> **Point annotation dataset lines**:

--- begin ---

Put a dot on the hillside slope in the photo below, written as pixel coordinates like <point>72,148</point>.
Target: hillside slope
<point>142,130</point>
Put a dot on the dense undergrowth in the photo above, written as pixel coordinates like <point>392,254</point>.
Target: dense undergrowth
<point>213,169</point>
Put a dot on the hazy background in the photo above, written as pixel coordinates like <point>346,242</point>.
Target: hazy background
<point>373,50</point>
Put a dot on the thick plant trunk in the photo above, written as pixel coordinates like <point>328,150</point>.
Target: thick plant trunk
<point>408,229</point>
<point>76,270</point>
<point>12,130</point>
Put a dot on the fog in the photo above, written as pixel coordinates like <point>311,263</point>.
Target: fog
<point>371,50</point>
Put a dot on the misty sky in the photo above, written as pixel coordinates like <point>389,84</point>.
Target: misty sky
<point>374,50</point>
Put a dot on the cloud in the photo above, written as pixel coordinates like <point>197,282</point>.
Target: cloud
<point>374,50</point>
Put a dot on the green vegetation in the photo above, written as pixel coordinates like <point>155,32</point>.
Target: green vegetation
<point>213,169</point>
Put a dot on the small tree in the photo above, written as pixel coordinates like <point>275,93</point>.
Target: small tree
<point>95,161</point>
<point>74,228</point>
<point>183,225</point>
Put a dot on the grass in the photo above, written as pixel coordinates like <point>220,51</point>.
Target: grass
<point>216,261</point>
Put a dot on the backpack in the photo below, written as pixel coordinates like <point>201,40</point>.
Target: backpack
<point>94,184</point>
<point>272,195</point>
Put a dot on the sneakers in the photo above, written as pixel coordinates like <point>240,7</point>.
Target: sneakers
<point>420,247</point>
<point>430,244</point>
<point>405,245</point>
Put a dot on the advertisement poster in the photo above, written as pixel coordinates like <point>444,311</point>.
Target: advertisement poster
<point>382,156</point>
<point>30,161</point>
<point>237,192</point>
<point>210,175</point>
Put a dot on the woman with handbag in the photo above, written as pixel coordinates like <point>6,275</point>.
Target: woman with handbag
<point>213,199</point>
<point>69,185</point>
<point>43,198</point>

--- end ---

> **JOB**: Output the lines above as a two-column CSV headed text and answer, with one row for each line and its answer. Wrap each field in quotes and turn any line breaks inside a field into spaces.

> **RESPONSE**:
text,answer
"Put a dot on the hillside slope in the photo below, written as pixel coordinates like <point>72,148</point>. Target: hillside slope","<point>142,130</point>"
"Put a dot on the dense undergrowth in the photo above, written as pixel coordinates like <point>392,254</point>. Target: dense undergrowth","<point>213,169</point>"
"Put a dot on the hazy background in the photo above, written as pixel coordinates like <point>346,242</point>. Target: hazy background","<point>373,50</point>"
"Put a dot on the thick plant trunk in the photo above, written as pixel coordinates like <point>328,150</point>. Target: thick plant trunk","<point>408,229</point> <point>76,270</point> <point>12,130</point>"
"Put a dot on the fog in the photo above, written as pixel coordinates like <point>311,263</point>. Target: fog","<point>371,50</point>"
"Put a dot on the misty sky in the photo above, written as pixel coordinates like <point>389,84</point>. Target: misty sky","<point>374,50</point>"
"Put a dot on the cloud in the photo above, written as pixel coordinates like <point>197,282</point>. Target: cloud","<point>374,50</point>"
"Put a dot on the green vegetation in the photo above, written as pixel coordinates like <point>155,32</point>. Target: green vegetation","<point>213,169</point>"
"Put a dot on the small tree in the photo above, written as pixel coordinates like <point>275,93</point>. Target: small tree","<point>95,161</point> <point>74,228</point> <point>183,225</point>"
"Put a dot on the grass in the photo above, written as pixel coordinates like <point>220,51</point>. Target: grass","<point>216,261</point>"
"Put a dot on the backpack in the photo below, written as pixel coordinates like <point>201,40</point>. Target: backpack","<point>94,184</point> <point>272,195</point>"
"Put a dot on the sneakers in the photo above, written as pixel coordinates like <point>240,7</point>. Target: sneakers","<point>420,247</point> <point>430,244</point> <point>405,245</point>"
"Put a dot on the advertisement poster in the photo above, written as pixel coordinates like <point>444,311</point>. Target: advertisement poster","<point>382,156</point> <point>30,161</point> <point>237,192</point> <point>210,175</point>"
"Put a dot on the woman with handbag in the photo above, written as pixel coordinates like <point>6,275</point>. Target: woman with handbag","<point>213,199</point> <point>69,185</point> <point>43,198</point>"